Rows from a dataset
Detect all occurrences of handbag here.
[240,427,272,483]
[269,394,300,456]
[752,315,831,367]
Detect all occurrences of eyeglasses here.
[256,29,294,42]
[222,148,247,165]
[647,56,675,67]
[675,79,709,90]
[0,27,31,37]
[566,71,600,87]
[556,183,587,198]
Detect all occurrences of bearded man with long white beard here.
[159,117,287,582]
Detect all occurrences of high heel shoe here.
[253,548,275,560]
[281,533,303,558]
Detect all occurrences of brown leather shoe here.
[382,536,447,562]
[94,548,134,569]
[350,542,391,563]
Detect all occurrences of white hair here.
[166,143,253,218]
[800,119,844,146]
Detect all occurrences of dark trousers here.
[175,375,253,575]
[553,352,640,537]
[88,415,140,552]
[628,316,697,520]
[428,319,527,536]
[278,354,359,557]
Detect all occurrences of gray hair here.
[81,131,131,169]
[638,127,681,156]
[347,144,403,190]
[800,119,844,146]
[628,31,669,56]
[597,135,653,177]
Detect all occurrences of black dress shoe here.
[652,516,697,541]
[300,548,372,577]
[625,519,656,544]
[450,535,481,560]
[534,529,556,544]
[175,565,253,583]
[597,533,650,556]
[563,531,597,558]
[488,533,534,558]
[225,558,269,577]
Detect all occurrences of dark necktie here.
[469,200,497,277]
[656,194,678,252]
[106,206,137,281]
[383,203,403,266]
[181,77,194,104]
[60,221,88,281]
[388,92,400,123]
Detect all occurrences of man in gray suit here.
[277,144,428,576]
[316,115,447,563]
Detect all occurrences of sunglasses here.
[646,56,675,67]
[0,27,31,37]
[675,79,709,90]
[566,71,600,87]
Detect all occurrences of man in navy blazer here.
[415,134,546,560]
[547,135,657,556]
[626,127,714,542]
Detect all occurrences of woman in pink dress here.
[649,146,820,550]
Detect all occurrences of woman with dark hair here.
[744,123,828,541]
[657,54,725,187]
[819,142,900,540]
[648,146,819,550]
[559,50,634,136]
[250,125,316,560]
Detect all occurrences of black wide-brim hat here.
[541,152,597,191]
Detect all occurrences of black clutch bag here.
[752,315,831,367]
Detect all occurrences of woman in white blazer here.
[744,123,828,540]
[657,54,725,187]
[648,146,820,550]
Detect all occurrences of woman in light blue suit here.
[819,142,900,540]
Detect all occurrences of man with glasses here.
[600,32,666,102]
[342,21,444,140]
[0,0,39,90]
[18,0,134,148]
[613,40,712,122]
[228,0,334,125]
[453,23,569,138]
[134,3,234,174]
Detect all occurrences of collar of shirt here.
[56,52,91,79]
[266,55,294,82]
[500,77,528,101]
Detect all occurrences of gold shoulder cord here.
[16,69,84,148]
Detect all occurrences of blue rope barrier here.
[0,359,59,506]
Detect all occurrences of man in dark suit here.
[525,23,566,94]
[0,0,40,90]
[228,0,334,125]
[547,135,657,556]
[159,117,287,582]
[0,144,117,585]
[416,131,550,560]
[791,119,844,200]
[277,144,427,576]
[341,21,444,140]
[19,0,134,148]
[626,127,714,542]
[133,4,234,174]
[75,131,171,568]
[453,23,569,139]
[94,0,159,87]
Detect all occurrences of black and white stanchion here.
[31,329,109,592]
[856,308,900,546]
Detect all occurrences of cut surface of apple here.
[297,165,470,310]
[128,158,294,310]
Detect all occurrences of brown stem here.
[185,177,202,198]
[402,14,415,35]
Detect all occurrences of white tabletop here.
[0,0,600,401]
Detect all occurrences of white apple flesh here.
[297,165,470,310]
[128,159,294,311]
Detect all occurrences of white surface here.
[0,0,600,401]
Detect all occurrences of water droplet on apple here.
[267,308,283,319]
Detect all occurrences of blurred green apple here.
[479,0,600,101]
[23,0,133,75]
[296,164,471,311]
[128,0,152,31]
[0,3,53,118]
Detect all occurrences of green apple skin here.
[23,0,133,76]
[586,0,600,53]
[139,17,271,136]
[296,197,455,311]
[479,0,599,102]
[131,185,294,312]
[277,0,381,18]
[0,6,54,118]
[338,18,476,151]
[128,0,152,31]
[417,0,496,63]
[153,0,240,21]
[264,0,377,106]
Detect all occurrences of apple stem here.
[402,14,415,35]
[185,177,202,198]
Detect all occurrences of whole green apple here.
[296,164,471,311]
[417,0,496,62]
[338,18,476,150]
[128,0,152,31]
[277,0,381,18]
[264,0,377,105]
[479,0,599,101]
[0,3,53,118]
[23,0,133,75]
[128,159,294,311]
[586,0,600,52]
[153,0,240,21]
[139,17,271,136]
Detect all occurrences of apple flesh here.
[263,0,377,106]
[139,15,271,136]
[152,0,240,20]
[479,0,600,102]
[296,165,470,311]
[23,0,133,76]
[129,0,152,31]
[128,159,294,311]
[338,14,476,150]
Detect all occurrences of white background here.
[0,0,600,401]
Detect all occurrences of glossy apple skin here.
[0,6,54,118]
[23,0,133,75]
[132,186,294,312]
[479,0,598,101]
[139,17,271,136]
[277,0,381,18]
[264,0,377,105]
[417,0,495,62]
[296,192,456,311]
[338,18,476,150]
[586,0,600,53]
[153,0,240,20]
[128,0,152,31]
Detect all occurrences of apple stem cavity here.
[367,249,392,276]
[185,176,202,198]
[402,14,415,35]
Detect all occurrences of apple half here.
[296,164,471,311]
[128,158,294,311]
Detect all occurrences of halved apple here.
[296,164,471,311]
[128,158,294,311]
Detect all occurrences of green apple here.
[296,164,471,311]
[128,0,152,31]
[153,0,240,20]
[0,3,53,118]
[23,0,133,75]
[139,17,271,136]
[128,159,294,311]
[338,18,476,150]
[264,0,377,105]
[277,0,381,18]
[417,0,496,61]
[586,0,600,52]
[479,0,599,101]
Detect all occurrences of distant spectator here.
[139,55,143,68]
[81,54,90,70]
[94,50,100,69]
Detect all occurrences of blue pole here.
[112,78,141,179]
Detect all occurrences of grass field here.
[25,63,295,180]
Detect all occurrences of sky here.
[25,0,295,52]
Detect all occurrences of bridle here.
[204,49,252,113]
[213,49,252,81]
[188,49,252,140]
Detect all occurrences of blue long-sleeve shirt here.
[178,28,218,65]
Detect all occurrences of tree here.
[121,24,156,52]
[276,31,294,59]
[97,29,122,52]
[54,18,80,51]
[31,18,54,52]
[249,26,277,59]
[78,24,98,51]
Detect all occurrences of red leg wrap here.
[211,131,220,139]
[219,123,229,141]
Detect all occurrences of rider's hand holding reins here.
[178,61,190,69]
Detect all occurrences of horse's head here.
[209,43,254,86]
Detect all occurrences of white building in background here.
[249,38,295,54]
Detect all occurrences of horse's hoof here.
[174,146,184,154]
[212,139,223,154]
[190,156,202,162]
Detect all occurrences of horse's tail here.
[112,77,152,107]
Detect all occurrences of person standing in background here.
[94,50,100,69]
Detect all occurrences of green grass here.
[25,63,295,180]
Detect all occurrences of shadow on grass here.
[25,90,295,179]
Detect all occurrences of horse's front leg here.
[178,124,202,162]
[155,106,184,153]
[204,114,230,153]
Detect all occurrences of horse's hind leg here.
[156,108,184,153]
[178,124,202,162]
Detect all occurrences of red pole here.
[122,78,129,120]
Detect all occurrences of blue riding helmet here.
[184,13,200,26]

EXERCISE REQUIREMENTS | Please change "stanchion" to "post" in the data, starting with the line with "Detect all occurrences of woman in light" and going on through the line with "[856,308,900,546]". Return only those lines, with everything else left as it is.

THE ANSWER |
Detect all occurrences of woman in light blue suit here.
[819,142,900,540]
Detect all occurrences of man with glasses here.
[600,32,666,102]
[342,21,444,140]
[0,0,39,90]
[18,0,134,148]
[613,40,712,122]
[228,0,334,125]
[453,23,569,138]
[134,3,234,174]
Detect all occurrences of collar of shirt here.
[56,52,91,79]
[266,55,294,82]
[500,77,528,101]
Detect all occurrences of gold shoulder cord here.
[16,69,84,148]
Detect all occurrences of blue rope barrier here.
[0,359,59,506]
Detect all occurrences of man in dark suit here.
[525,23,566,94]
[0,0,40,90]
[228,0,334,125]
[547,135,657,556]
[159,117,287,582]
[0,144,117,585]
[416,131,550,560]
[791,119,844,200]
[277,144,427,576]
[341,21,444,140]
[19,0,134,148]
[626,127,714,542]
[133,4,234,174]
[75,131,171,568]
[453,23,569,139]
[94,0,159,87]
Detect all occurrences of black and white post here.
[31,329,109,592]
[856,308,900,546]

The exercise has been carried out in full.